Request
Copy every one of the rows below, keeping each line identical to the original, and omit the pictures from your copy.

--- Records shown ---

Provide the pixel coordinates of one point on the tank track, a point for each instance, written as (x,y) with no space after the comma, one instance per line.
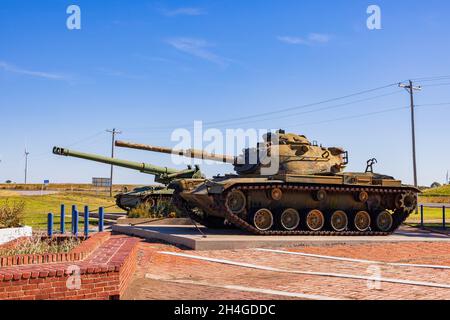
(156,198)
(210,222)
(398,216)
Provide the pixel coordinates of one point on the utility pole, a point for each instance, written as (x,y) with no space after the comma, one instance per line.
(411,88)
(113,134)
(26,164)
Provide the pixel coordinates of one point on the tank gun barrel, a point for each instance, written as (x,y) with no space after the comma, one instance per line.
(162,174)
(190,153)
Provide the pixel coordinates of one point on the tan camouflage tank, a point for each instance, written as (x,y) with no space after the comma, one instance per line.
(310,194)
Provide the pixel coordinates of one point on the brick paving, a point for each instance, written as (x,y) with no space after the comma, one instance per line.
(151,262)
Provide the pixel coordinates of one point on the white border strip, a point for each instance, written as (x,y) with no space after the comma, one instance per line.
(244,288)
(311,273)
(355,260)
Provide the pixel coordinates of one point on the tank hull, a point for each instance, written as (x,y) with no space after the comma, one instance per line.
(149,195)
(339,201)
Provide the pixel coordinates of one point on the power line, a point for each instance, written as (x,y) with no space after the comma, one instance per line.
(319,109)
(411,88)
(26,164)
(368,114)
(283,110)
(113,134)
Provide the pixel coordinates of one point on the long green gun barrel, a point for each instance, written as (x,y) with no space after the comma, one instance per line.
(162,174)
(189,153)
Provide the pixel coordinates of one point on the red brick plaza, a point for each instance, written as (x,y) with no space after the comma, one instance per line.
(123,267)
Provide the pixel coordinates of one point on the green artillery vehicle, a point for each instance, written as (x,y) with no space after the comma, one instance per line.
(150,196)
(309,194)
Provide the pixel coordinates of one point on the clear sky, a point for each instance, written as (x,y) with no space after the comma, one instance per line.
(147,67)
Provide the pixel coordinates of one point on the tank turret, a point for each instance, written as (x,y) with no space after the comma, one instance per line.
(296,155)
(309,195)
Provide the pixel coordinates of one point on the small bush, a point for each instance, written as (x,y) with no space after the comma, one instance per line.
(11,215)
(163,209)
(37,245)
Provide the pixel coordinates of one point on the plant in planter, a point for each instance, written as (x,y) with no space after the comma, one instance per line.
(11,215)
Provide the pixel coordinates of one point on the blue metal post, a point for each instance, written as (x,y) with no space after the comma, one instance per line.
(63,219)
(50,224)
(86,221)
(421,216)
(75,222)
(443,218)
(101,217)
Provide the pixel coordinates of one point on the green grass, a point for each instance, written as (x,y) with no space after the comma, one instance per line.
(429,214)
(37,207)
(443,191)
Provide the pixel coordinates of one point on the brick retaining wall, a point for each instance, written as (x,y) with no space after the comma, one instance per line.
(107,264)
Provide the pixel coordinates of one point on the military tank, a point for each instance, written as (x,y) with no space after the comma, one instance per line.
(150,196)
(310,194)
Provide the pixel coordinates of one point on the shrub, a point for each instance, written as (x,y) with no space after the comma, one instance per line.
(163,209)
(11,215)
(39,245)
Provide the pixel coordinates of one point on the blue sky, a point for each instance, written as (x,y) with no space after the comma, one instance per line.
(147,67)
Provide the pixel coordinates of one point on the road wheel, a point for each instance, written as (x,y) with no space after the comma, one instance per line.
(384,221)
(362,221)
(263,220)
(315,220)
(290,219)
(339,220)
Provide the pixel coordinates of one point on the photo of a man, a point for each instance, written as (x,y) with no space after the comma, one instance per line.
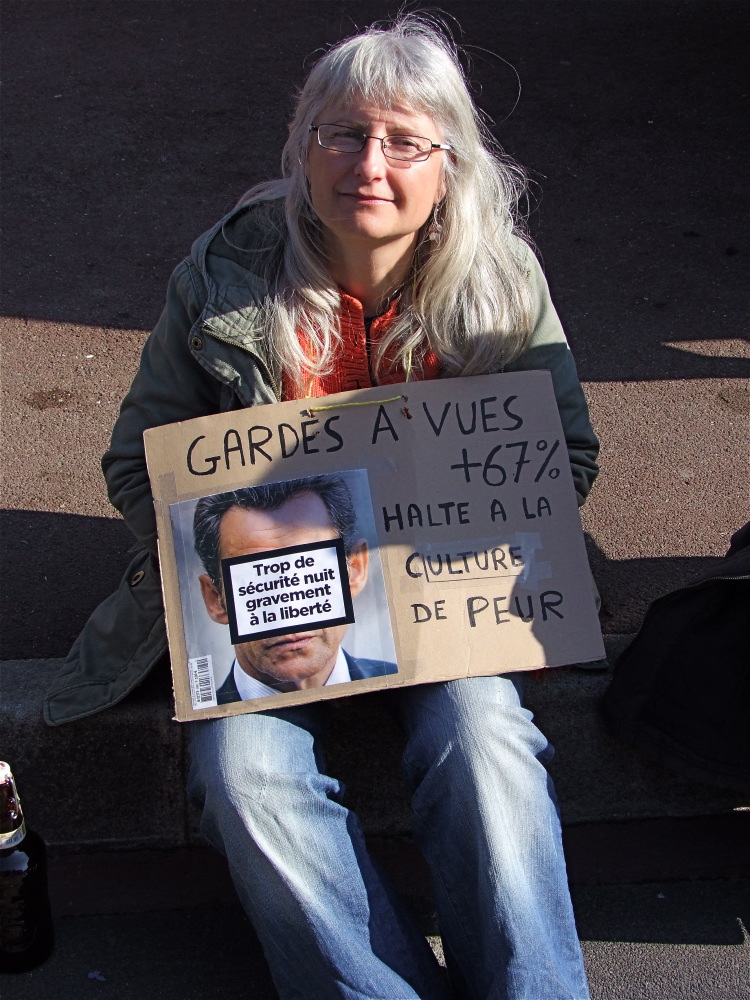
(262,519)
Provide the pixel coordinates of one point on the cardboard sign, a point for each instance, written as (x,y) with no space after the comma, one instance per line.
(395,535)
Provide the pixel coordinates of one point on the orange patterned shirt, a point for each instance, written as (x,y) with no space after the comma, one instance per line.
(351,369)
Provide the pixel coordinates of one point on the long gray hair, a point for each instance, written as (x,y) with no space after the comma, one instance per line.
(467,297)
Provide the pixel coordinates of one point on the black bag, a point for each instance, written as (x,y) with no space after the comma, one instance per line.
(681,690)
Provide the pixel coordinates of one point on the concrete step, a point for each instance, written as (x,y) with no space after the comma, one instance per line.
(116,780)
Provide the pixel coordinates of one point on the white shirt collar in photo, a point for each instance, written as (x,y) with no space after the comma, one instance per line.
(249,687)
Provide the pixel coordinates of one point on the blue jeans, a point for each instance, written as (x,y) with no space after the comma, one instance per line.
(485,817)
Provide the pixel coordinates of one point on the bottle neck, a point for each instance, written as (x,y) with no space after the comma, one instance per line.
(12,826)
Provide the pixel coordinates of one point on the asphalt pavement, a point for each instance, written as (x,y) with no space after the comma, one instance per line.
(124,931)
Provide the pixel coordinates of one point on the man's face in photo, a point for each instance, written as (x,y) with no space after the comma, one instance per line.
(298,660)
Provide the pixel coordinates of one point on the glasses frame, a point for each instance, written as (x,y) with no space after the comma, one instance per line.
(420,158)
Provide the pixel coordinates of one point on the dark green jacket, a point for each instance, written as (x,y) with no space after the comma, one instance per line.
(206,355)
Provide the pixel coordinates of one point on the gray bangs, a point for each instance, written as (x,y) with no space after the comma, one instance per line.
(412,68)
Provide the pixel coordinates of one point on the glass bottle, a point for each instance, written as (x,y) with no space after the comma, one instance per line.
(26,934)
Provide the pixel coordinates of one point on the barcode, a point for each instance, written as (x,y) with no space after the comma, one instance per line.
(202,688)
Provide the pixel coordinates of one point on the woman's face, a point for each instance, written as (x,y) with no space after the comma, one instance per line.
(364,198)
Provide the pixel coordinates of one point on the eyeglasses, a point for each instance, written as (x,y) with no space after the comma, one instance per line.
(395,147)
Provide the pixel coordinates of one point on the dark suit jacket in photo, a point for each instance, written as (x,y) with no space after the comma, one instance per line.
(359,668)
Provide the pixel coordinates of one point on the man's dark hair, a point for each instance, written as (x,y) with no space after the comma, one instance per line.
(209,511)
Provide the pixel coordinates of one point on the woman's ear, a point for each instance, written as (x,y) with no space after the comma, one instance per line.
(213,600)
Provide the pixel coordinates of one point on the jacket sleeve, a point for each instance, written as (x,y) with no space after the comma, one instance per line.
(548,349)
(170,385)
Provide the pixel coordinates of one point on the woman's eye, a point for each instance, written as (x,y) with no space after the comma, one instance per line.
(406,142)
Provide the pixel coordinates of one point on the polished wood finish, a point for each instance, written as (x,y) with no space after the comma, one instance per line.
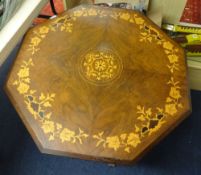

---

Completed task
Provide the pixel coordinates of one point on the tank track, a point for each instance, written as (x,y) with no space after the comma, one instance per line.
(156,198)
(210,222)
(398,216)
Provide the pixel coordinates of one point on the utility pole, a point for each instance, written as (x,y) with no space after the comma, one instance per line.
(411,88)
(113,134)
(26,164)
Provide the pixel coordinates of one point on the tank gun barrel, a point for each instance, written as (x,y) with no space after the comma, one instance per line.
(162,174)
(190,153)
Provide the pixel coordinates of one point on the tan camouflage tank, a point for each instance, written as (x,y) with no space after the comma, one instance per line.
(310,194)
Provide the pixel coordinates of one point on the brick paving, a point for each instance, written as (x,y) with no space after the comma, one instance per line.
(151,262)
Provide the pixel coordinates of one point on the white border strip, a point for each instance, written as (x,y) with no space after the comma, one instance per line.
(244,288)
(311,273)
(355,260)
Provide the pixel coordinates of one point on the tank hull, a point for each instance, written as (x,y) with no space after the comma, one instance per line.
(149,195)
(339,201)
Provide the pixel coordinates of one point on the power line, a point for each instance, written as (x,y) with no space after the comma, one instance per line.
(319,109)
(411,88)
(26,164)
(368,114)
(283,110)
(113,134)
Provide the pixel coordinates of one point on the long green gun barrel, a point for each instance, written as (x,y) with no space after the comma, one instance per line.
(162,174)
(189,153)
Provide the pixel coordinates of one point on the red brick plaza, a point for each instance, written as (x,y) with no space after the comma, one instance per line.
(123,267)
Provide the pixel coordinates of one point on the green artillery vehicle, a point for each instance, written as (x,y) with no space after the comma, one instance per line.
(150,196)
(309,194)
Provide the pixel coordinates of one point on the clear sky, a point for each instance, written as (x,y) with no space after the comma, one instance per line.
(147,67)
Provide the pixel coordinates of one point on the tank turret, a point for each instance, written as (x,y) with no space after the comma, one instance per line.
(296,155)
(309,195)
Provide the pixel coordinates of one point on the small bush, a point for each instance, written as (x,y) with no space after the comma, one instance per line.
(11,215)
(163,209)
(37,245)
Provide the pixel coordinates of one point on the plant in planter, a point for each instance, written as (x,y) with no space after the comma, one instance per line.
(11,215)
Provide the pixel coordinates of one point on the blue metal post, a point for each instance, written as (x,y) with no space after the comma, one instance per line.
(63,219)
(50,224)
(86,221)
(421,216)
(75,222)
(443,218)
(101,217)
Provide the pixel coordinates of one point on the green grass, a point for each instance, written as (x,y) with no space after the comma, one instance per line.
(429,214)
(37,207)
(443,191)
Provide the pixel coordinates of one point on the brick retaining wall, a point for each instance, written as (x,y) with no space after the comma, one instance per line.
(107,264)
Provide the pixel coordinates of one point on the military tank, a point for each instance, written as (x,y) with no space after the comma, one instance per line.
(150,196)
(310,194)
Provide the pixel coordinates of one point on the shrub, a point for each instance, written as (x,y) with no space after the comma, one instance per line.
(163,209)
(11,215)
(39,245)
Provide the pixel coordinates of one point on the blue sky, a point for each instance, written as (x,y) with no space after the comma, one instance per line.
(147,67)
Provide the pixel coordinates of one point on the road wheel, a point for each instance, written as (x,y) with no space after the comma, one instance per line.
(384,221)
(362,221)
(263,220)
(315,220)
(290,219)
(339,220)
Provide the pixel coordinates of one point on the photo of a man, a point for each instance, written as (x,y) with no space after the comma, one instance per line.
(262,519)
Provide the pixel coordinates of one point on the cardboard sign, a point for each instance, written as (x,y) with no space after the comma, one instance per line.
(395,535)
Provide the pixel coordinates of one point on the orange patterned shirt, a point for each instance, written as (x,y) with no space after the comma, one instance per line.
(351,369)
Provide the pixel coordinates of one point on the long gray hair, a point for each instance, written as (x,y) with no space after the comma, one instance per line.
(467,297)
Provide the pixel coordinates of one point on the black bag, a point for each instance, written as (x,y) with no space after the comma, one instance per line.
(681,690)
Provide the pixel coordinates of one point on the concrete step, a point for each instance, written as (x,y) with no space after the comma, one instance per line.
(116,780)
Provide the pixel coordinates of one point on the white shirt collar in photo, a point for each instance, written as (x,y) with no space after the comma, one instance per line.
(249,687)
Provide the pixel coordinates of one point on the blue jeans, a point for each instance, written as (x,y) with no space after the comma, one instance per line.
(485,817)
Provide the pixel coordinates of one point on the bottle neck, a point for each instance, written as (x,y) with no space after the comma, one instance per line.
(12,826)
Provide the pixel coordinates of one point on the asphalt pavement, a point for each instance, written as (x,y) with no space after the comma, one instance per line.
(124,931)
Provide the pixel coordinates of one point on the man's face in photo, a point for each instance, written as (x,y) with no space after the comma, one instance per line.
(298,660)
Provide the pixel coordinates of one point on the glasses frame, a point for each instance, written as (x,y) with no space after the comma, one instance per line.
(420,158)
Provide the pixel coordinates of one point on the dark green jacket, a point for each instance, written as (x,y) with no space after the comma, one instance per line.
(206,355)
Provide the pixel coordinates of one point on the gray bangs, a point for each instance, written as (x,y) with no space after the comma, one instance per line.
(412,68)
Provide the pixel coordinates of one point on the glass bottle, a point for each instance, written as (x,y) with no space after the comma, one instance per line.
(26,934)
Provide the pixel coordinates of one point on the barcode, a point for each instance, written as (x,y) with no space after the comma, one instance per line.
(202,688)
Provide the pixel coordinates of one point on the woman's face, a point for each instance, written as (x,y) with no space after the comma, one instance per line.
(364,198)
Provide the pixel coordinates of one point on the eyeglasses, a point for each instance, written as (x,y) with no space after the comma, one instance per line.
(395,147)
Provide the pixel coordinates of one point on the dark suit jacket in photo, a point for each instance, written as (x,y) with no space after the comma, one instance per line.
(359,668)
Provide the pixel coordinates of one point on the man's dark hair, a point for each instance, written as (x,y) with no space after the comma, one instance per line.
(209,511)
Provide the pixel coordinates of one point on the woman's ear, a point for each instance, written as (x,y) with no space after the comma, one instance per line.
(213,600)
Provide the pixel coordinates of one point on the jacket sleeve, a point for each instance, written as (x,y) with no space after the comma, one instance per line.
(548,349)
(170,385)
Provide the pixel coordinates of one point on the woman's eye, a point for each instance, written as (x,y) with no space after the comma, one instance per line.
(406,142)
Provide the pixel coordinates of one point on the polished wood finish, a point for each instance, written as (x,y) with no space after the comma, one instance per line.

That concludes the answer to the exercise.